▸ **What to produce**
Pick out and copy every line in the material below that contains the string "bird".

▸ **Entries from a pointing dataset**
◆ ◆ ◆ ◆ ◆

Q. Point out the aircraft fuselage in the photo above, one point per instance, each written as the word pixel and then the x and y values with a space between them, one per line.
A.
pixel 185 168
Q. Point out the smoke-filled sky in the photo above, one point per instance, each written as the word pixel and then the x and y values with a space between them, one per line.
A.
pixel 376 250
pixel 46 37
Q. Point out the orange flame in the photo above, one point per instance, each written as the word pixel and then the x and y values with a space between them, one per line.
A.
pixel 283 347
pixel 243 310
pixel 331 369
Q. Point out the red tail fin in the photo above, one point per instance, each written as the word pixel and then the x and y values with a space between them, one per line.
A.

◆ ◆ ◆ ◆ ◆

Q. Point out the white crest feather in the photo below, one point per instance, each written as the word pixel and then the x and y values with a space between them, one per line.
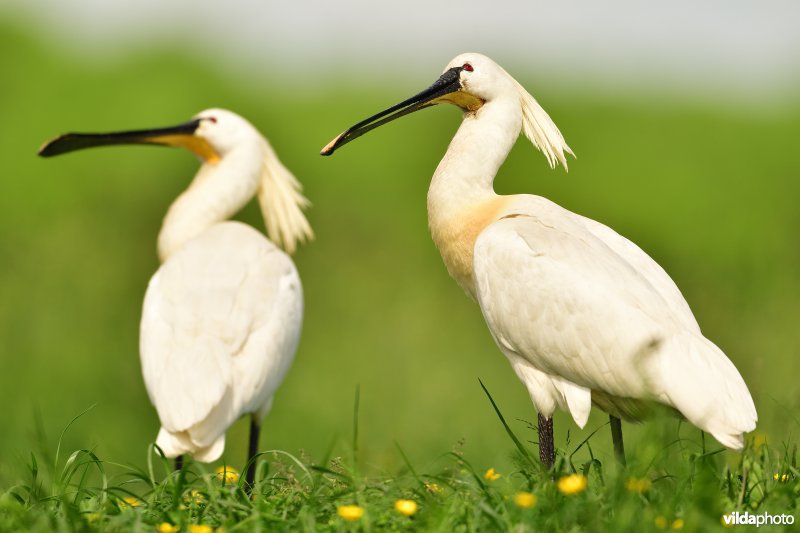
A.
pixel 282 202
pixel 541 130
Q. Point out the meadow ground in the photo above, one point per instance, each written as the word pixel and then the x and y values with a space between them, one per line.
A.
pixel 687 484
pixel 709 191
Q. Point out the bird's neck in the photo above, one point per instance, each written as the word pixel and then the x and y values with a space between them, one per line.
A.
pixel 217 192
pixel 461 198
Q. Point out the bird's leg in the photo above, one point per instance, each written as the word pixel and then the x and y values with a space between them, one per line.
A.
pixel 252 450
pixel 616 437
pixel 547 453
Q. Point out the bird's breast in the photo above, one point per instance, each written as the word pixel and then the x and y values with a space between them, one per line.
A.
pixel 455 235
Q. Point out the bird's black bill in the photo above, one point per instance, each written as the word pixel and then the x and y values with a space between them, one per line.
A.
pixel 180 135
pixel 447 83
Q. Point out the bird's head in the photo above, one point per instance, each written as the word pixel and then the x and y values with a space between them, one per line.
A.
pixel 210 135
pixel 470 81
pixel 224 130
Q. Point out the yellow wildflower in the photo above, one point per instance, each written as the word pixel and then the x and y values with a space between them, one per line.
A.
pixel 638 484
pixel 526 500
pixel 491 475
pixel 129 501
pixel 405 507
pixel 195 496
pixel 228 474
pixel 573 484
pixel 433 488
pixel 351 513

◆ ◆ ◆ ◆ ◆

▸ **Correct output**
Q. Point out the bird's neck in the photo above, one point per instance, each written as the word pixel and then the x and y values with a space between them, one per line.
Q. Point out the bird's leg in the photo above, one point per instance, each written as the word pixel and then the x and y values with a space between them, one per line.
Q. Point out the bird's breast in the photo above, one point per instance, each written as the word pixel and then the x and y values with a space between them, one per line.
Q. Point out the bird's black bill in the photo above, one point per instance, each written as the word pixel and then the x and y values with a space between them, one per line.
Q. Point out the bird's head in the photo above, one point per instance, each written as the word pixel and then the x and y values with a space between them, one per line.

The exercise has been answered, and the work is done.